→ Extracted material
%%
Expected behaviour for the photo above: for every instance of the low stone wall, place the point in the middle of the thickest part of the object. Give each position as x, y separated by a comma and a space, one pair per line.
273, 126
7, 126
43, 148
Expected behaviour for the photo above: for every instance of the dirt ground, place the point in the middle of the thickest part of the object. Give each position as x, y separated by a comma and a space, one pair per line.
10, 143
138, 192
%%
→ What is expected
Please rewrite every line of the records above as a single numbered list, leaving out any blank lines.

→ Exercise answer
1. Expected behaviour for the photo above: for every instance of the low stone wall, place the point in the middle of the thickest part of the object. Give each position as x, y separated by a comma and a space, one pair per line.
2. 273, 126
3. 7, 126
4. 43, 148
5. Expected behaviour for the photo above: for every instance of the dirt ground, place the point in the middle of the thickest part of the object. Give each position as x, y separated by a comma and a space, one pair per line.
6. 10, 143
7. 138, 192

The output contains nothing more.